* _TO DO_: Beginning at the line that contains "Where can the short", reproduce every line to the end of the material without changing any of them.

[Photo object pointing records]

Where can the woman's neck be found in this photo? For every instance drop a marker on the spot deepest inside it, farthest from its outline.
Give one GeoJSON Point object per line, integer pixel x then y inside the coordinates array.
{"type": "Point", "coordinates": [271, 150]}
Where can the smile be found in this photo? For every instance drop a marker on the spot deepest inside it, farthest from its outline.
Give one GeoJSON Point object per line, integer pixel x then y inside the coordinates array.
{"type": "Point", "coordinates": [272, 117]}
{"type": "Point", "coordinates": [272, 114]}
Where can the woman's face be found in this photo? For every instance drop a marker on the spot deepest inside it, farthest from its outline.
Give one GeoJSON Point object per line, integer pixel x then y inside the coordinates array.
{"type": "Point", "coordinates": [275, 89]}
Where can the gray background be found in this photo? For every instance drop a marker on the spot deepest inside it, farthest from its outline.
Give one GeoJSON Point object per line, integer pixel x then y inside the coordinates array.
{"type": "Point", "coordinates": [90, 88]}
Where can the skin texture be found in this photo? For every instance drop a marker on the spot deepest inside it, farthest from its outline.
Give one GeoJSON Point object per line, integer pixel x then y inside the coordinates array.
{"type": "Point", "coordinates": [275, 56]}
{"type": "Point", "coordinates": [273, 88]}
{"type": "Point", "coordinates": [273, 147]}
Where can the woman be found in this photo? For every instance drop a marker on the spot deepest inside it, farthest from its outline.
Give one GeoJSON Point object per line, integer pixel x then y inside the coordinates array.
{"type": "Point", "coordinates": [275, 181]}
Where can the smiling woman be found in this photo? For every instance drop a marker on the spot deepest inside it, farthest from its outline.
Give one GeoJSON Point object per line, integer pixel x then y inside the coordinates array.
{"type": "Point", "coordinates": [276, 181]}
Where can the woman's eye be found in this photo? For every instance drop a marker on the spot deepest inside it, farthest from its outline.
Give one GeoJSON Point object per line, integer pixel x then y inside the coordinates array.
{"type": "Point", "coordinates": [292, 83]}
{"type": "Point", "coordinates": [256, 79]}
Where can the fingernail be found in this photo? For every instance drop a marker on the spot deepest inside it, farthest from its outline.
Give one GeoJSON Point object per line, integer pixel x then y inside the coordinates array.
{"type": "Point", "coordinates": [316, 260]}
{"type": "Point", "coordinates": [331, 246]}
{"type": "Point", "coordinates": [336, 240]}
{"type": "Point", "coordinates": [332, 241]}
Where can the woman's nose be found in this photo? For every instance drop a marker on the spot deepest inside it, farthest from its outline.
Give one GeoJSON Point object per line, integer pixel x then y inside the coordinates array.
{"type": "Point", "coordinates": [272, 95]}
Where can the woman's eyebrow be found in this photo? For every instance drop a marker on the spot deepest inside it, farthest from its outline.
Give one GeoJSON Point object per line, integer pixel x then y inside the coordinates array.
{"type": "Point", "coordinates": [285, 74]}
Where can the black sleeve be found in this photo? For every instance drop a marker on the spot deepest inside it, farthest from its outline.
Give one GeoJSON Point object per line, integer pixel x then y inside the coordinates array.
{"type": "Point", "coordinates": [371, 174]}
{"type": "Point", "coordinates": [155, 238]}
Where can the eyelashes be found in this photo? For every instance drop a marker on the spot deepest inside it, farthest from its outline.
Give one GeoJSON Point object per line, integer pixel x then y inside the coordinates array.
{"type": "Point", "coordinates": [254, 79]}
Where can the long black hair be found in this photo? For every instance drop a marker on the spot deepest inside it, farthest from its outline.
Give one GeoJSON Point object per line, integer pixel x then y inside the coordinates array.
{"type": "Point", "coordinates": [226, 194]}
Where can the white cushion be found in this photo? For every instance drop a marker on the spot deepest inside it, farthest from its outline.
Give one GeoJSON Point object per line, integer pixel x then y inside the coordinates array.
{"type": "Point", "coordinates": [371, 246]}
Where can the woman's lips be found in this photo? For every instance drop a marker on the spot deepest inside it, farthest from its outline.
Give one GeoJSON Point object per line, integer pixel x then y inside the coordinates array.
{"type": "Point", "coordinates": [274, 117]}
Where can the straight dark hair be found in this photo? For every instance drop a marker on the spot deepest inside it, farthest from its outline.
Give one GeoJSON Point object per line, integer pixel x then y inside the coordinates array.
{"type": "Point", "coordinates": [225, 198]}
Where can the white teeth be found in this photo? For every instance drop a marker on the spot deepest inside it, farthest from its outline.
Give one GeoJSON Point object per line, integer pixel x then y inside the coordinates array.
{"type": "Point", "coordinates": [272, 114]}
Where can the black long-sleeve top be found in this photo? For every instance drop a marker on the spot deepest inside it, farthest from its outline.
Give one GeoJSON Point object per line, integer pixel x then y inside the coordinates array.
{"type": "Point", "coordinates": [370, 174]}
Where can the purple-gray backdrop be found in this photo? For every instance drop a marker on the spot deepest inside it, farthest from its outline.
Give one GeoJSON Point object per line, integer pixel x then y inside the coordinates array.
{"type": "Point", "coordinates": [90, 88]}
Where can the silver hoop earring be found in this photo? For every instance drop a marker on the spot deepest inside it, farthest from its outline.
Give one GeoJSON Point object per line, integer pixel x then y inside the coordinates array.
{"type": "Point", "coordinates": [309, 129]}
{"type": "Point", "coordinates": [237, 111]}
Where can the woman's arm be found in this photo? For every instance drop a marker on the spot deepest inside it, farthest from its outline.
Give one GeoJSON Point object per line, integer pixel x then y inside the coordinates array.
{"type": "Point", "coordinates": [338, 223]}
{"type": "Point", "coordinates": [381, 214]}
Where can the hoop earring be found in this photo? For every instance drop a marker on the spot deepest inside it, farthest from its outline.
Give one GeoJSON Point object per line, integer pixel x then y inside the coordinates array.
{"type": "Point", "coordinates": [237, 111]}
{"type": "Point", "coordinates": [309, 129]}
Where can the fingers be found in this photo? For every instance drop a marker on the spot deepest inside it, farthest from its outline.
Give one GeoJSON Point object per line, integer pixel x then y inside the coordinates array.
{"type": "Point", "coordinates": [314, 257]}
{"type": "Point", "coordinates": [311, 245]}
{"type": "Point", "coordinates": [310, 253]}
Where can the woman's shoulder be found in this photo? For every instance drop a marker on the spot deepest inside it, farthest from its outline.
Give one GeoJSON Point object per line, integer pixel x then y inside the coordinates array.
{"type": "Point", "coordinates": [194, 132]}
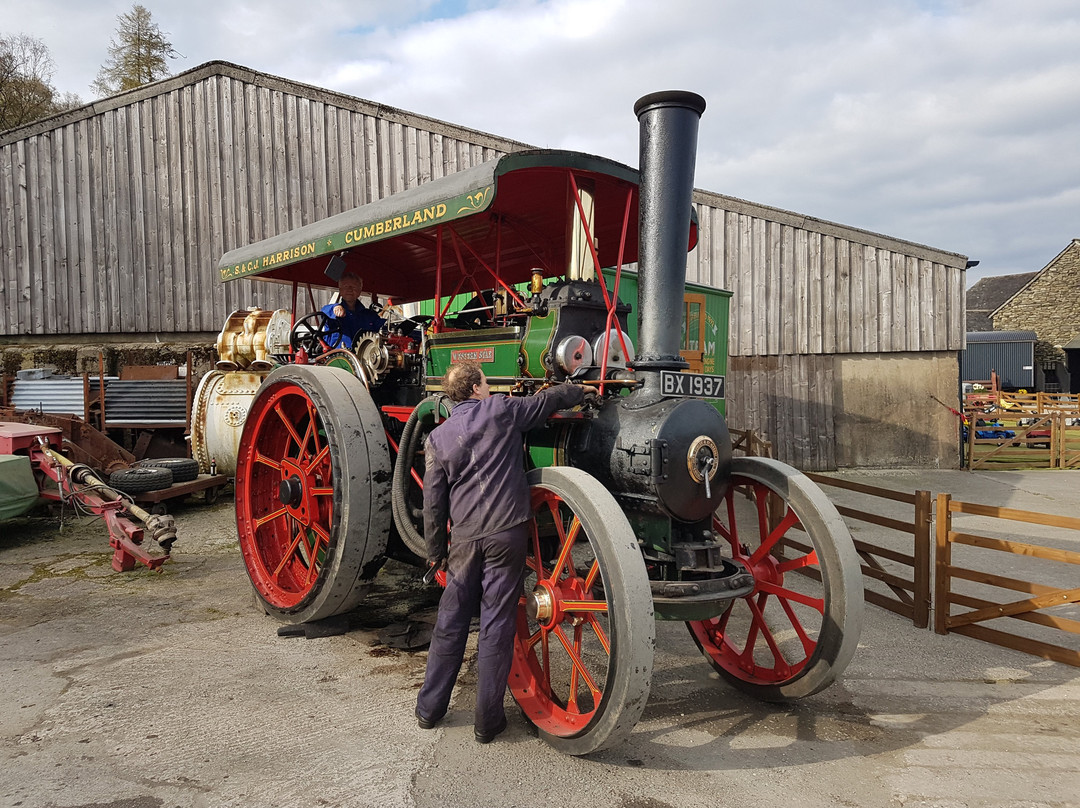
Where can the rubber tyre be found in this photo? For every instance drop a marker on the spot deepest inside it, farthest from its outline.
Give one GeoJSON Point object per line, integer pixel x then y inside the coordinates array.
{"type": "Point", "coordinates": [606, 589]}
{"type": "Point", "coordinates": [312, 555]}
{"type": "Point", "coordinates": [797, 631]}
{"type": "Point", "coordinates": [140, 480]}
{"type": "Point", "coordinates": [185, 469]}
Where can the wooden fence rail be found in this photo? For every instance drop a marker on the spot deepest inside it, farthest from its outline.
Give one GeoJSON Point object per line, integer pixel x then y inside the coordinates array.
{"type": "Point", "coordinates": [997, 401]}
{"type": "Point", "coordinates": [1030, 609]}
{"type": "Point", "coordinates": [1018, 440]}
{"type": "Point", "coordinates": [910, 595]}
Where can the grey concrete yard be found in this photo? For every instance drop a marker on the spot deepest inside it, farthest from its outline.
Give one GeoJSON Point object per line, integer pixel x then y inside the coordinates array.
{"type": "Point", "coordinates": [143, 690]}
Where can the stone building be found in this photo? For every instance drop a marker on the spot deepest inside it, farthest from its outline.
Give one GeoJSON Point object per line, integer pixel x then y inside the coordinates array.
{"type": "Point", "coordinates": [987, 294]}
{"type": "Point", "coordinates": [1050, 306]}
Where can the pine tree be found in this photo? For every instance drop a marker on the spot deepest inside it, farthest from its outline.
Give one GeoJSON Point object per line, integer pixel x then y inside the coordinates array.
{"type": "Point", "coordinates": [137, 55]}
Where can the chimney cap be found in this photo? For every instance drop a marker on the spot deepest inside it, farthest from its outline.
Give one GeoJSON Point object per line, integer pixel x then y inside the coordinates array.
{"type": "Point", "coordinates": [670, 98]}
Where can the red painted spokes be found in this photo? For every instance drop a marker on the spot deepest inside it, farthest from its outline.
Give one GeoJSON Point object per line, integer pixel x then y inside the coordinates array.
{"type": "Point", "coordinates": [285, 496]}
{"type": "Point", "coordinates": [768, 636]}
{"type": "Point", "coordinates": [562, 651]}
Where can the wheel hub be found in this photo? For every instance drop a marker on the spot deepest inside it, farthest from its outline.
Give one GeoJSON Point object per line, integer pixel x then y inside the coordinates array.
{"type": "Point", "coordinates": [540, 605]}
{"type": "Point", "coordinates": [291, 492]}
{"type": "Point", "coordinates": [295, 489]}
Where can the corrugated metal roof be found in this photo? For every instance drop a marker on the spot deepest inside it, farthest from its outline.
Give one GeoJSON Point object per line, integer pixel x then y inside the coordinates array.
{"type": "Point", "coordinates": [1002, 336]}
{"type": "Point", "coordinates": [159, 402]}
{"type": "Point", "coordinates": [56, 394]}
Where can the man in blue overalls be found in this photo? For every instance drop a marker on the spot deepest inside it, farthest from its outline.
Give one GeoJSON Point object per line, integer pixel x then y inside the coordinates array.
{"type": "Point", "coordinates": [475, 476]}
{"type": "Point", "coordinates": [352, 317]}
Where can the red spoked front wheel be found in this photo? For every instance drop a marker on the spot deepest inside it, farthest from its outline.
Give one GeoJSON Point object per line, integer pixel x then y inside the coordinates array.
{"type": "Point", "coordinates": [312, 492]}
{"type": "Point", "coordinates": [796, 632]}
{"type": "Point", "coordinates": [585, 632]}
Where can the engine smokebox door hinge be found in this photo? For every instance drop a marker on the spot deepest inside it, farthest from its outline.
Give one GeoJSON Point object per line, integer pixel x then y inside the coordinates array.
{"type": "Point", "coordinates": [640, 456]}
{"type": "Point", "coordinates": [658, 455]}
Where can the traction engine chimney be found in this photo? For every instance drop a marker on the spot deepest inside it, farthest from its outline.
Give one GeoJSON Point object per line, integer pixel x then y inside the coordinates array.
{"type": "Point", "coordinates": [669, 147]}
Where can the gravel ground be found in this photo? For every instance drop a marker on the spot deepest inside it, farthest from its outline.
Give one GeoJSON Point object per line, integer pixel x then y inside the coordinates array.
{"type": "Point", "coordinates": [143, 690]}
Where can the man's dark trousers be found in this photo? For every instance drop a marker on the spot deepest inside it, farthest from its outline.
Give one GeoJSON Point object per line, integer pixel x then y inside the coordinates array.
{"type": "Point", "coordinates": [488, 571]}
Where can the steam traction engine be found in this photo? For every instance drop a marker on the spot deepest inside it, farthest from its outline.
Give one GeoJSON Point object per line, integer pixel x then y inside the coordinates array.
{"type": "Point", "coordinates": [640, 511]}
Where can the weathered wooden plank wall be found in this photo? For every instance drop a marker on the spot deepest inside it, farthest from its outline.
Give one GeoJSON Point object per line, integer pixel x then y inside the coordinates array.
{"type": "Point", "coordinates": [113, 220]}
{"type": "Point", "coordinates": [788, 400]}
{"type": "Point", "coordinates": [805, 291]}
{"type": "Point", "coordinates": [115, 217]}
{"type": "Point", "coordinates": [802, 285]}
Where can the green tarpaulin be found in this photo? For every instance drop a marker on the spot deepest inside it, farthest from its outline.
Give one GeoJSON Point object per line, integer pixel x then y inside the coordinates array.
{"type": "Point", "coordinates": [18, 493]}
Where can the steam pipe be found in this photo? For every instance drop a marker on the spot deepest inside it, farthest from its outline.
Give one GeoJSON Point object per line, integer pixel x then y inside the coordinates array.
{"type": "Point", "coordinates": [669, 144]}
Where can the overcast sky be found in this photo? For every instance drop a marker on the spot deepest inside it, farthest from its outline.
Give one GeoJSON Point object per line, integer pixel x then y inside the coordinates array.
{"type": "Point", "coordinates": [953, 123]}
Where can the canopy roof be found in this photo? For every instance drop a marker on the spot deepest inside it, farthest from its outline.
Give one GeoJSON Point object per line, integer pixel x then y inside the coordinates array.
{"type": "Point", "coordinates": [511, 214]}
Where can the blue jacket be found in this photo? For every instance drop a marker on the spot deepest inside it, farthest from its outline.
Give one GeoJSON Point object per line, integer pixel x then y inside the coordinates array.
{"type": "Point", "coordinates": [361, 319]}
{"type": "Point", "coordinates": [475, 465]}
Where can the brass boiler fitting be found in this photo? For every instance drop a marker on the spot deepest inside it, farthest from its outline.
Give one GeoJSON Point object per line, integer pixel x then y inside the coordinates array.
{"type": "Point", "coordinates": [246, 341]}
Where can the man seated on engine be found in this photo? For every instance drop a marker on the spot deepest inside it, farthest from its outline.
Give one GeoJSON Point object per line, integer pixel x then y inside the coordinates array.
{"type": "Point", "coordinates": [351, 317]}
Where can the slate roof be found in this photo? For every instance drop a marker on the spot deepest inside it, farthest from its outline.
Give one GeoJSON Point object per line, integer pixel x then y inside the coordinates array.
{"type": "Point", "coordinates": [987, 295]}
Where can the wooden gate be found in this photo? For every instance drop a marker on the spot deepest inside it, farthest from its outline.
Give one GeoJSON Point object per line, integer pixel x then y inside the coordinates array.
{"type": "Point", "coordinates": [1031, 609]}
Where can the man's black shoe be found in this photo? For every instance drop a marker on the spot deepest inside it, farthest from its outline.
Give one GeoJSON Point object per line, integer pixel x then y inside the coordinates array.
{"type": "Point", "coordinates": [427, 723]}
{"type": "Point", "coordinates": [488, 737]}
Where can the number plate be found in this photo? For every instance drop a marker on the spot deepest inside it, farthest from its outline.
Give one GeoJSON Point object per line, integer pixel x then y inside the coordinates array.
{"type": "Point", "coordinates": [673, 384]}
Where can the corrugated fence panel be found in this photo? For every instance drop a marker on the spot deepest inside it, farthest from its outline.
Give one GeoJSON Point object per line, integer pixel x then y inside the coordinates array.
{"type": "Point", "coordinates": [801, 285]}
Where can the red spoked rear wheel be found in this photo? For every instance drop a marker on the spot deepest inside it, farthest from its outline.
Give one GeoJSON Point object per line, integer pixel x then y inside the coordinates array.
{"type": "Point", "coordinates": [312, 512]}
{"type": "Point", "coordinates": [585, 632]}
{"type": "Point", "coordinates": [796, 632]}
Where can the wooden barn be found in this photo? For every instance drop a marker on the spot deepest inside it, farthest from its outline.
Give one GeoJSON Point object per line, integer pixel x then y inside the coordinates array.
{"type": "Point", "coordinates": [116, 214]}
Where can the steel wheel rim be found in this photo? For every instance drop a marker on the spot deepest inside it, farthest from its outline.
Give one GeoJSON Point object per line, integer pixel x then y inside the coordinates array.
{"type": "Point", "coordinates": [781, 620]}
{"type": "Point", "coordinates": [286, 543]}
{"type": "Point", "coordinates": [562, 662]}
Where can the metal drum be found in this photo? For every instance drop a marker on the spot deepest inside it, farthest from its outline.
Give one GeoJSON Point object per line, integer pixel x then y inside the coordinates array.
{"type": "Point", "coordinates": [218, 413]}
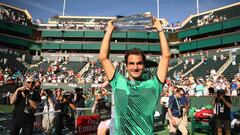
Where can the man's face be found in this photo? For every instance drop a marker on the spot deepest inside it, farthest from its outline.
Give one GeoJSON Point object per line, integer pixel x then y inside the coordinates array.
{"type": "Point", "coordinates": [180, 94]}
{"type": "Point", "coordinates": [29, 84]}
{"type": "Point", "coordinates": [135, 66]}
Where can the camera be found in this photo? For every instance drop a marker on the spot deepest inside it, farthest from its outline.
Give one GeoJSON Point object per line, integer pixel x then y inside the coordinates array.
{"type": "Point", "coordinates": [48, 92]}
{"type": "Point", "coordinates": [220, 92]}
{"type": "Point", "coordinates": [26, 92]}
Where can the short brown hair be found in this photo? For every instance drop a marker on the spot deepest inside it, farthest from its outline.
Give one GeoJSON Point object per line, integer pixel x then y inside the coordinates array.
{"type": "Point", "coordinates": [134, 51]}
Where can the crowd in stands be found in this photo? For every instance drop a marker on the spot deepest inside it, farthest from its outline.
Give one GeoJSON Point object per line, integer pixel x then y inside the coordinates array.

* _OUTPUT BELOW_:
Where can the short brown hair be found in this photo? For every instance drop a marker on the spot deepest inside it, farthest from its outline.
Give one GeoJSON Point object per line, integer pixel x then y inside the coordinates array.
{"type": "Point", "coordinates": [134, 51]}
Where can the crowd in stands be found in this photo? For every instance drop a marker on the spot deepest inside it, farthest from its outline.
Give one GeoJSON Point object per line, integer pixel x then y inside the coordinates array.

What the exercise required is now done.